**Exercise instructions**: List every actor the film review below credits as starring.

**Text to read**:

***

Review by Benjamin Poole

Directed by: Xavier Giannoli

Starring: Vincent Lindon, Galatéa Bellugi, Patrick d'Assumçao, Anatole Taubman, Elina Löwensohn

the apparition poster

Watching a film, just like religious belief, is an act of faith. We sit obediently in our darkened congregations, fully cognisant that the action about to unfurl on the big screen before us is make-believe, that it is a construction enacted by performers, who are enunciating doctrines written by screenwriters, with their every moment choreographed by a loudspeaker somewhere off screen. Yet, we still laugh, and cry, and thrill to the artifice onscreen, because, even as we understand that we are watching actors playing make believe, we trust in the universal truths and recognisable concepts which are explored within the aesthetic framework of storytelling. Our acceptance of the action onscreen, our suspension of disbelief, is dependent upon our personal connection to the ideas within the narrative; such is the remit of mythmaking, the principle of all religious doctrine. And that’s before we align the visual theatre of religious ritual and celebration with the dynamic sight and sound of cinema: the colours, the costumes, the insistent soundtracks…

The congruity between religion and cinema gives rise to some of our most powerful movies: the biblical epic obviously, but also possession horror, which is dependent upon religious credulity (I’d imagine that The Exorcist works in different ways regarding the viewer’s personal belief system, for example). The religious-conspiracy thriller, however, has yet to gain such traction. On paper, the religious thriller, a text that takes as its impetus the machinations and intrigue behind organised religion, has the potential to fascinate as it deconstructs the administration of belief systems, yet cinematic realisations of such conspiratorial potboilers are left lacking. I mean, The Da Vinci Code is literally one of the most boring films ever made, and its sequel Inferno was a deserved flop (whereas the book, with its silly, airport thrills, was enjoyed by millions - me included. Come at me!). A crux which was understood way back when by Constantine I is that religion demands spectacle, and unquestioning faith in institutionalised creed requires at least the occasional lively demonstration.

***

**Supplied entries**:
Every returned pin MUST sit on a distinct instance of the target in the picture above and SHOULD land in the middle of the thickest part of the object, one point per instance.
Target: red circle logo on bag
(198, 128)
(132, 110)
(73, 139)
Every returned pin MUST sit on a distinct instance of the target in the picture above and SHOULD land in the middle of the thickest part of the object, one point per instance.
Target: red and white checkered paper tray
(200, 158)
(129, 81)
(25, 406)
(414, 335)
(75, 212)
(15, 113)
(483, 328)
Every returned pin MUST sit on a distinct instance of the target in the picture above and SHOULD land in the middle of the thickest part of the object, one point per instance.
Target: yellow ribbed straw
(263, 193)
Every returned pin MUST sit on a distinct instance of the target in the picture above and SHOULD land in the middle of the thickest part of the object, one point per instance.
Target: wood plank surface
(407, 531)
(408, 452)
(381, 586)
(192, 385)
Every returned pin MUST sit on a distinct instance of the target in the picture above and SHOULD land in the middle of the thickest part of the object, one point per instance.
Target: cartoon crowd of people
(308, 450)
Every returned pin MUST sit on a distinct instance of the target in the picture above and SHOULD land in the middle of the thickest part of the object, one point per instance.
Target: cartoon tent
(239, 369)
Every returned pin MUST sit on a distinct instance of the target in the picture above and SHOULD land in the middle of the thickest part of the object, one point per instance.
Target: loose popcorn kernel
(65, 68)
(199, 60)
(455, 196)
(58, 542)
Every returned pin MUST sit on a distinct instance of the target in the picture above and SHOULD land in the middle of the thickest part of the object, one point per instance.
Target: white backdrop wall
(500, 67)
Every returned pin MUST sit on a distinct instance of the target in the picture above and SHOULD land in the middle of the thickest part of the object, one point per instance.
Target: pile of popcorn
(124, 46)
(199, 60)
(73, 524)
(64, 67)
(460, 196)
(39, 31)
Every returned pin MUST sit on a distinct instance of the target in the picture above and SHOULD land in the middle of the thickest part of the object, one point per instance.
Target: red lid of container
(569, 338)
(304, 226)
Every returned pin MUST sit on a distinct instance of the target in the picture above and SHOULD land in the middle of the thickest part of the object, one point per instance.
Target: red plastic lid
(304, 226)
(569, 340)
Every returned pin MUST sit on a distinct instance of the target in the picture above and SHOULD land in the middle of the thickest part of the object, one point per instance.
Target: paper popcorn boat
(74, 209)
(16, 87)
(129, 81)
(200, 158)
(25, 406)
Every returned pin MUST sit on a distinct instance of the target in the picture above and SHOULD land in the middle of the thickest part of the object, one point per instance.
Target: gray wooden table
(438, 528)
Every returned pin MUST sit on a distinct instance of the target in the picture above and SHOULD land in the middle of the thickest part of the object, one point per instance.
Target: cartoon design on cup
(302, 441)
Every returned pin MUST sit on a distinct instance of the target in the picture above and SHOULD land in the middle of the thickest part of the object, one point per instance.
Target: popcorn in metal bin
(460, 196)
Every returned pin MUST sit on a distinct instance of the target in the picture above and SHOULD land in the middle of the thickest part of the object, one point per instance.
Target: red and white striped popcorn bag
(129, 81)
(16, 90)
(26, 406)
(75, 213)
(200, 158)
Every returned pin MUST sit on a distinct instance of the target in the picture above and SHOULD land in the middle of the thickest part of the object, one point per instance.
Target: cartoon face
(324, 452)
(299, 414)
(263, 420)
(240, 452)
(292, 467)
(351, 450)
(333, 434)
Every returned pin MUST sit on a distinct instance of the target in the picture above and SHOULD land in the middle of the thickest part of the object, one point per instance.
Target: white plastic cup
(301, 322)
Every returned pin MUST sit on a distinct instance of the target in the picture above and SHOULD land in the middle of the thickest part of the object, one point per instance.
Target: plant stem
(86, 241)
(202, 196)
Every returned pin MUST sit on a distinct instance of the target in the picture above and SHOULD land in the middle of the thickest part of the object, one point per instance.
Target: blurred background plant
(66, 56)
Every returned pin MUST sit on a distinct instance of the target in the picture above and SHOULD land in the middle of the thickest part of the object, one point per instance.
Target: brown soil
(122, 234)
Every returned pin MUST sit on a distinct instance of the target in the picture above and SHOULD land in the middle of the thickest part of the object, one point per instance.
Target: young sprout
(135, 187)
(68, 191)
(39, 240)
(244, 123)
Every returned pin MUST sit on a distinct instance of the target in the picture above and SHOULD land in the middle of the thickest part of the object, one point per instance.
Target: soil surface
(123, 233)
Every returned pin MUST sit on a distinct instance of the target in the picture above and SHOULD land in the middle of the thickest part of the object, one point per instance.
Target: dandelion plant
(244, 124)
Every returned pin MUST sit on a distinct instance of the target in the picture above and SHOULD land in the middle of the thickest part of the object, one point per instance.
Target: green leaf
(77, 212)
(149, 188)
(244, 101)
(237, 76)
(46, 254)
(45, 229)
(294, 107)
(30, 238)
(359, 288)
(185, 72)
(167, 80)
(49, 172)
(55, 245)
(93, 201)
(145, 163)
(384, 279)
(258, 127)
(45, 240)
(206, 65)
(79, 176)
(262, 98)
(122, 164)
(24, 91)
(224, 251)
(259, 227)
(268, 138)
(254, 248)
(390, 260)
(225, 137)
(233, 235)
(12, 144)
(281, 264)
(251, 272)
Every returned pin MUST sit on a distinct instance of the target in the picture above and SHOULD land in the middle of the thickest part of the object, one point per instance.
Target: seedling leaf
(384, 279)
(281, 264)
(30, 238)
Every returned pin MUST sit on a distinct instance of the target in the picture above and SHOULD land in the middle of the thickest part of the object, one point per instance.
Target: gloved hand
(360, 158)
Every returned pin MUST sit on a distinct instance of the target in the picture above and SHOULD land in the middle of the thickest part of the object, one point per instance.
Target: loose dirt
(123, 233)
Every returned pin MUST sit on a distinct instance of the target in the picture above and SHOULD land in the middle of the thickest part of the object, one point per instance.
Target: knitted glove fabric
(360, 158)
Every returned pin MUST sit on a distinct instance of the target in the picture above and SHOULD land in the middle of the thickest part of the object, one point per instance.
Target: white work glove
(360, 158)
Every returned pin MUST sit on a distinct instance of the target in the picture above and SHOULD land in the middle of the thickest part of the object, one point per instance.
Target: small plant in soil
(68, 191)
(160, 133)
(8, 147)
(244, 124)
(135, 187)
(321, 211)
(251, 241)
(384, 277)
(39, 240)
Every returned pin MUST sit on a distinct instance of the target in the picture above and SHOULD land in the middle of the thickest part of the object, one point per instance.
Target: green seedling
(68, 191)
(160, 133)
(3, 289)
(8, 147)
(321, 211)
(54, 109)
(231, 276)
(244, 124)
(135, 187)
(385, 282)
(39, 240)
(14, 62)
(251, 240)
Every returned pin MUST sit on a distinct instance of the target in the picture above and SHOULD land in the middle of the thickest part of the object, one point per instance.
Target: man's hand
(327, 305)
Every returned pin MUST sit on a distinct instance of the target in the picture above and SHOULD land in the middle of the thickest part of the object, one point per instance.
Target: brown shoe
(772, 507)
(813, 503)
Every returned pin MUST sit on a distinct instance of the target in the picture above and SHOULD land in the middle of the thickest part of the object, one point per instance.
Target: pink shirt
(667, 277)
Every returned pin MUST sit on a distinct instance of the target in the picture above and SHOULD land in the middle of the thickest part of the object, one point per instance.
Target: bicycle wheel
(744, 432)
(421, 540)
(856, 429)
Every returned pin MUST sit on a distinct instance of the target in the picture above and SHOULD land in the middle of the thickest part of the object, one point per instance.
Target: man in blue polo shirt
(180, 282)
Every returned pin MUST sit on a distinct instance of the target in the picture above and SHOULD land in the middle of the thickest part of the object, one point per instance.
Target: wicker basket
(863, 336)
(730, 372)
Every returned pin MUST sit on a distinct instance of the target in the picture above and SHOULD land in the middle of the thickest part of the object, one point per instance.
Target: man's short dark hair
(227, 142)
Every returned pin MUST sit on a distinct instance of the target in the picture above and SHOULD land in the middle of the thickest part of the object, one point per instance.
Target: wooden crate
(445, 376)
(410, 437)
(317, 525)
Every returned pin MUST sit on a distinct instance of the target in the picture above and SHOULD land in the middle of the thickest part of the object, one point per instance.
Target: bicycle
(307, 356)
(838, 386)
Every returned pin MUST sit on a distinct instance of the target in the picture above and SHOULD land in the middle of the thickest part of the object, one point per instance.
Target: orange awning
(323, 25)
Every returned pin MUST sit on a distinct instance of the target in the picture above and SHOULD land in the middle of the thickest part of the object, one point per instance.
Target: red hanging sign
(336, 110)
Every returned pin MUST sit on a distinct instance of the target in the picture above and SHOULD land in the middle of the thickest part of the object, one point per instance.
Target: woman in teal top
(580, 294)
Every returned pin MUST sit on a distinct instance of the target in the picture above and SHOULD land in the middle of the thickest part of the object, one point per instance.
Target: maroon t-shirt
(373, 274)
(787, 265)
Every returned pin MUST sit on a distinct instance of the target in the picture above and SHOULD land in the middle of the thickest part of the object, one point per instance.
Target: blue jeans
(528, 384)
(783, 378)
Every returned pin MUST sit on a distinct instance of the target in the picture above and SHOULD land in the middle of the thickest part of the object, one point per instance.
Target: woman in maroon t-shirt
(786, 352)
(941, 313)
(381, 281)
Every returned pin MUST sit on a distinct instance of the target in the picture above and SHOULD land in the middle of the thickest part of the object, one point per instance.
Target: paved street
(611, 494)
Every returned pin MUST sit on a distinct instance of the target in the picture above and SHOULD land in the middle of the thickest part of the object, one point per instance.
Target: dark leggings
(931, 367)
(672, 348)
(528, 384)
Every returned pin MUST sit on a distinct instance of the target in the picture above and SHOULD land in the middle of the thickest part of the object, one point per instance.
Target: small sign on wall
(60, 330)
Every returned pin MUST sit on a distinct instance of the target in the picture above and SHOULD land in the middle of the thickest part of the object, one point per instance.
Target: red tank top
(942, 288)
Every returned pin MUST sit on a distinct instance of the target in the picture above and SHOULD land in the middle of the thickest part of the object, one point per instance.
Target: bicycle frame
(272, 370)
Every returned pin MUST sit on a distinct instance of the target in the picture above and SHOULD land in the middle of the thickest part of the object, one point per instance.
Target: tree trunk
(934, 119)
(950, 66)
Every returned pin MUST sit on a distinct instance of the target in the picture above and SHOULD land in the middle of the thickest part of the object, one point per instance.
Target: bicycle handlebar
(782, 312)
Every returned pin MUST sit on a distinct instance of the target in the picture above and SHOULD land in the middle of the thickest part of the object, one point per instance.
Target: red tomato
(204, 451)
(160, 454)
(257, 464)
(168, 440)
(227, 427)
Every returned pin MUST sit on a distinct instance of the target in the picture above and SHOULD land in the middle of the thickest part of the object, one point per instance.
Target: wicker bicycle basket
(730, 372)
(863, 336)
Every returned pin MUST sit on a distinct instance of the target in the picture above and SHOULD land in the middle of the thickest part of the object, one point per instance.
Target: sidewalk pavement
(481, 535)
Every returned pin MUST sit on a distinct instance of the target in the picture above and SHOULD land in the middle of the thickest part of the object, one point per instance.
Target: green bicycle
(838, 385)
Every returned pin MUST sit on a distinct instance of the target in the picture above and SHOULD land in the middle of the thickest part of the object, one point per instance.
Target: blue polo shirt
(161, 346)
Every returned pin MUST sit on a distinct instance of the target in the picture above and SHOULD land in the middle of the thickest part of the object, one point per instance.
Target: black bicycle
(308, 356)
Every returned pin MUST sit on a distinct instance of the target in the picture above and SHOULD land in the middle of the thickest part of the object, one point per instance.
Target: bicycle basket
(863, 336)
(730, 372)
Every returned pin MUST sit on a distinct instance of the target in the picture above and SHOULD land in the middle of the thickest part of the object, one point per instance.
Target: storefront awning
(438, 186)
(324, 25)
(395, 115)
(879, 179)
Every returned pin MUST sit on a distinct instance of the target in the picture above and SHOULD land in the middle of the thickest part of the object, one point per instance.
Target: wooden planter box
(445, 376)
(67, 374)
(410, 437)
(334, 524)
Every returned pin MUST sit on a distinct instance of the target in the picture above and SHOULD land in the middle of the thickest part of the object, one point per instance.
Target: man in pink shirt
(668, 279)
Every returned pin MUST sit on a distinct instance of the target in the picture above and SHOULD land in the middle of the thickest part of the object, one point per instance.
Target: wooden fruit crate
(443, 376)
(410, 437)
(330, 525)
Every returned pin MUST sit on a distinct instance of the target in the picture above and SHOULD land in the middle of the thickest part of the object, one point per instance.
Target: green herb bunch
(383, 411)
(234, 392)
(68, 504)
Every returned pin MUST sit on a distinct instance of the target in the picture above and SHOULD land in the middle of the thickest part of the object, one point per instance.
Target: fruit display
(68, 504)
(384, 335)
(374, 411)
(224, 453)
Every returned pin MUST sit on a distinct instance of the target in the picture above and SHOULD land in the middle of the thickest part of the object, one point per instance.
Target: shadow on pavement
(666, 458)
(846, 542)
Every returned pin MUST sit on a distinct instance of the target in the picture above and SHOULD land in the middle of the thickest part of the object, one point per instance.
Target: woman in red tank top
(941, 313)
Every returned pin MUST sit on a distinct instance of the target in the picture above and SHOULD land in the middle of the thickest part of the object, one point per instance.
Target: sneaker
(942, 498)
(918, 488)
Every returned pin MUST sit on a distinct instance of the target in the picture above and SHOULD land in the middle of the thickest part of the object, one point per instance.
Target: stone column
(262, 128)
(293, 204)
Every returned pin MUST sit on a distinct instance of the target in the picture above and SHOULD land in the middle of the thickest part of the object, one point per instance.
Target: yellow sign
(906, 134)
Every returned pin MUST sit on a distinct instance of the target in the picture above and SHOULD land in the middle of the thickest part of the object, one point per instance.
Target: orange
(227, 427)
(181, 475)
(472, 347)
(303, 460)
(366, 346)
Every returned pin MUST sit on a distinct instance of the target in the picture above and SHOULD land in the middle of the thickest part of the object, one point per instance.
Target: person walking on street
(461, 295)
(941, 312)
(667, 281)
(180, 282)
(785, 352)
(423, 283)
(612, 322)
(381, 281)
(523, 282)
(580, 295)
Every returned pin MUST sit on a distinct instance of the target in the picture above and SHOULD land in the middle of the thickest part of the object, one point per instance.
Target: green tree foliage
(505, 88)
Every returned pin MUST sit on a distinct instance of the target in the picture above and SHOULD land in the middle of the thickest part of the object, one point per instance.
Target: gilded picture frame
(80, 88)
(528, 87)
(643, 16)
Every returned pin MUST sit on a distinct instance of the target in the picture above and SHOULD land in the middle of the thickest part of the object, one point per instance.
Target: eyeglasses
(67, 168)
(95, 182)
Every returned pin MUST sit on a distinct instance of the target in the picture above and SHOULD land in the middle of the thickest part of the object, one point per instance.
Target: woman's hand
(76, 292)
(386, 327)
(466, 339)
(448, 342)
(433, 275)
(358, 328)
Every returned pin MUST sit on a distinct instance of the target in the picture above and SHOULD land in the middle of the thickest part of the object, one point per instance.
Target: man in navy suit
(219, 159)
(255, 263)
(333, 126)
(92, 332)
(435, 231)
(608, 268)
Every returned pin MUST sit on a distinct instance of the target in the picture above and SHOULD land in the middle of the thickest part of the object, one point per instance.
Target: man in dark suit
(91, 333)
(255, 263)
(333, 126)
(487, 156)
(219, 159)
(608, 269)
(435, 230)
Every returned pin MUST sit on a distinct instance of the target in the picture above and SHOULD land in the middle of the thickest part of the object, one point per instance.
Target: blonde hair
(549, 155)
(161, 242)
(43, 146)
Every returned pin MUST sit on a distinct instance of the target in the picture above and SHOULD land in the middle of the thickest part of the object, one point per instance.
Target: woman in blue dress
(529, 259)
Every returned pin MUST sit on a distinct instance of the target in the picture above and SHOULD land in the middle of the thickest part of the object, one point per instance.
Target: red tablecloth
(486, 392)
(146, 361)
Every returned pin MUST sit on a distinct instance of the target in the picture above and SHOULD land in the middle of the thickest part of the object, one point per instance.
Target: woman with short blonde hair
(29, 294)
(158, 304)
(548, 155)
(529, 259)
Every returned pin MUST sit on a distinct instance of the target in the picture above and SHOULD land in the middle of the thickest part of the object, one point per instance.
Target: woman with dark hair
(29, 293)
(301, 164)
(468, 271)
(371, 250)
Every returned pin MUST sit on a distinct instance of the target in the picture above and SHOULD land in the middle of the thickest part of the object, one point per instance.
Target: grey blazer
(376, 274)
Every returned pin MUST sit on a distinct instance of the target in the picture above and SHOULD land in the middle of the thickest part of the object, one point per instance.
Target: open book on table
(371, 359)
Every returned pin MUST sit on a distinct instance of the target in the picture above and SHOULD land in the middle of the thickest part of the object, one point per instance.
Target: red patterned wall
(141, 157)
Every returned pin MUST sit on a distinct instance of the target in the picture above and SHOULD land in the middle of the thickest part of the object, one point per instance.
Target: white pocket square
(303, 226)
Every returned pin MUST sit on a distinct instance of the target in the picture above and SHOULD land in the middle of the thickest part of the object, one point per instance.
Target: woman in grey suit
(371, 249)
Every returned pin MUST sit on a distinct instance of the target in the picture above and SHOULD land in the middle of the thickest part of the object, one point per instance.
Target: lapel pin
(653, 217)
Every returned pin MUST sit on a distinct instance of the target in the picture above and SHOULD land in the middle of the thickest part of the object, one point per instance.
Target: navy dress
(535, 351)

***

**Correct output**: Vincent Lindon, Galatéa Bellugi, Patrick d'Assumçao, Anatole Taubman, Elina Löwensohn